■ 本文 ■
+===+

この教育を受けた知的障害児の知的水準が上がったという結果から、障害児だけではなく健常児を対象として、保育施設『子どもの家』が1907年に設立されました。そこでの試行錯誤により築き上げられたのが「モンテッソーリ教育」であり、そのメソッドが世界各地に広まりました。世界平和と子どもの尊厳を守る教育法と評価され、ノーベル平和賞にも数回ノミネートされており、100年以上経った現在も世界中で高い評価を得ています。
日本でも1960年代頃から、モンテッソーリ教育プログラムを導入した保育園や幼稚園が設立されてきました。モンテッソーリ教育というと6歳までの教育が主流ですが、海外では小学校や中学校もあるそうです。
モンテッソーリ教育の特徴
モンテッソーリ教育の考え方
モンテッソーリ教育では、『自立していて、有能で、責任感と他人への思いやりがあり、生涯学び続ける姿勢を持った人間を育てる』ことを目的にしています。
子どもが自分自身の力で自立や発達をする『自己教育力』を尊重し、その成長を促す環境を整えることを重視します。大人は“一方的に教える教師”ではなく、子どものサポートをする『援助者』の役割を担います。大人ではなく子どもが主体となり、子どもの自主性や選択を重んじる点が特徴です。
発達の4段階
モンテッソーリ教育では、大人になるまでの時期(0〜24歳)を、0〜6歳(乳幼児期)、6〜12歳(児童期)、12〜18歳(思春期)、18〜24歳(青年期)の4つに発達段階に分けます。各時期の特徴に応じた環境を用意し、縦割りのクラスで過ごします。
発達段階の中でも、特に0〜6歳(乳幼児期)は「生涯の80%の力が備わる」と言われている大切な時期です。この時期に、子どもがある事柄に強く興味を抱き同じことを繰り返す、『敏感期』が訪れます。この敏感期を逃さずに、子どもが発達できる環境を整えることが重要となります。
モンテッソーリ教育の5つの領域
モンテッソーリ教育では、教育分野を「日常生活の練習」「感覚教育」「言語教育」「数教育」「文化教育」の5つに分けます。各分野で子どもが興味を抱きやすい『教具』を用いて、自立心や知性、五感などを総合的に育みます。この教具を使用した活動を、モンテッソーリ教育では『お仕事』と呼びます。

モンテッソーリ教育を受けるメリット
ここからは、私の幼少期の体験談と、娘へのモンテッソーリ教育を通して感じるメリットを6つ紹介します。

+===+

■ 取り組む課題 ■
**1)** モンテッソーリ教育の文章をもとに、次の問いに答えなさい。
(a) 保育施設『子どもの家』は何年に設立されたか。
(b) モンテッソーリ教育で、大人はどのような役割を担うとされているか。
(c) 教具を使用した活動は、モンテッソーリ教育で何と呼ばれるか。
**2)** モンテッソーリ教育の文章から、「モンテッソーリ教育の特徴」から「るメリットを6つ紹介します。」までを一字も変えずに出力してください。
**3)** モンテッソーリ教育の文章のうち、「モンテッソーリ教育では、大人になるまでの時期」で始まる段落を、主な事実を残して箇条書きに書き直しなさい。
記録は使わなくてよい。

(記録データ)
+===+

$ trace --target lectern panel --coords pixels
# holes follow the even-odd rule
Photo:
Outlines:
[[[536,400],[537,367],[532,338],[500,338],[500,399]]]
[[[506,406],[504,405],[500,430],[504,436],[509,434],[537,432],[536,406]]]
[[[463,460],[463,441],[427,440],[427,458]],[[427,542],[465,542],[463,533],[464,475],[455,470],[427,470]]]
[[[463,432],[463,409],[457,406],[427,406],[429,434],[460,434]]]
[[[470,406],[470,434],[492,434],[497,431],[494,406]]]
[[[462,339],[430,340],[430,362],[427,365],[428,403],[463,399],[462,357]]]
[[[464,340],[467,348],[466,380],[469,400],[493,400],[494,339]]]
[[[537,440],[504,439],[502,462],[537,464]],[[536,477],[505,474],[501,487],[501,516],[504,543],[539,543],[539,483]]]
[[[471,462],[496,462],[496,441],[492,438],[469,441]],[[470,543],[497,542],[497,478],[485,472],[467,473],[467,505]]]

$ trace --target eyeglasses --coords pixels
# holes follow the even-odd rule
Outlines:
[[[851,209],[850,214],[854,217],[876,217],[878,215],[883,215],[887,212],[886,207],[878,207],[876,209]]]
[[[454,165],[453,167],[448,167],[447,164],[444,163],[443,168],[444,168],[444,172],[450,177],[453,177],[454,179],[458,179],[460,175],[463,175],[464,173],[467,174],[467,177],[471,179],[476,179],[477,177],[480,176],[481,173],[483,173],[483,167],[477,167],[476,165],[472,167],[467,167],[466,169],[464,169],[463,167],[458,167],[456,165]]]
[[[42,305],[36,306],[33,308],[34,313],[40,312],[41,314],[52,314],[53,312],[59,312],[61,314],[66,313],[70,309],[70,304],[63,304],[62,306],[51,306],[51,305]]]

+===+

■ 解答 ■
**1)**
(a) 1907年
(b) 子どものサポートをする『援助者』
(c) 『お仕事』

**2)**
モンテッソーリ教育の特徴
モンテッソーリ教育の考え方
モンテッソーリ教育では、『自立していて、有能で、責任感と他人への思いやりがあり、生涯学び続ける姿勢を持った人間を育てる』ことを目的にしています。
子どもが自分自身の力で自立や発達をする『自己教育力』を尊重し、その成長を促す環境を整えることを重視します。大人は“一方的に教える教師”ではなく、子どものサポートをする『援助者』の役割を担います。大人ではなく子どもが主体となり、子どもの自主性や選択を重んじる点が特徴です。
発達の4段階
モンテッソーリ教育では、大人になるまでの時期(0〜24歳)を、0〜6歳(乳幼児期)、6〜12歳(児童期)、12〜18歳(思春期)、18〜24歳(青年期)の4つに発達段階に分けます。各時期の特徴に応じた環境を用意し、縦割りのクラスで過ごします。
発達段階の中でも、特に0〜6歳(乳幼児期)は「生涯の80%の力が備わる」と言われている大切な時期です。この時期に、子どもがある事柄に強く興味を抱き同じことを繰り返す、『敏感期』が訪れます。この敏感期を逃さずに、子どもが発達できる環境を整えることが重要となります。
モンテッソーリ教育の5つの領域
モンテッソーリ教育では、教育分野を「日常生活の練習」「感覚教育」「言語教育」「数教育」「文化教育」の5つに分けます。各分野で子どもが興味を抱きやすい『教具』を用いて、自立心や知性、五感などを総合的に育みます。この教具を使用した活動を、モンテッソーリ教育では『お仕事』と呼びます。

モンテッソーリ教育を受けるメリット
ここからは、私の幼少期の体験談と、娘へのモンテッソーリ教育を通して感じるメリットを6つ紹介します。

**3)**
- 大人になるまでの時期(0〜24歳)を4つの発達段階に分ける
- 0〜6歳(乳幼児期)
- 6〜12歳(児童期)
- 12〜18歳(思春期)
- 18〜24歳(青年期)
- 各時期の特徴に応じた環境を用意する
- 縦割りのクラスで過ごす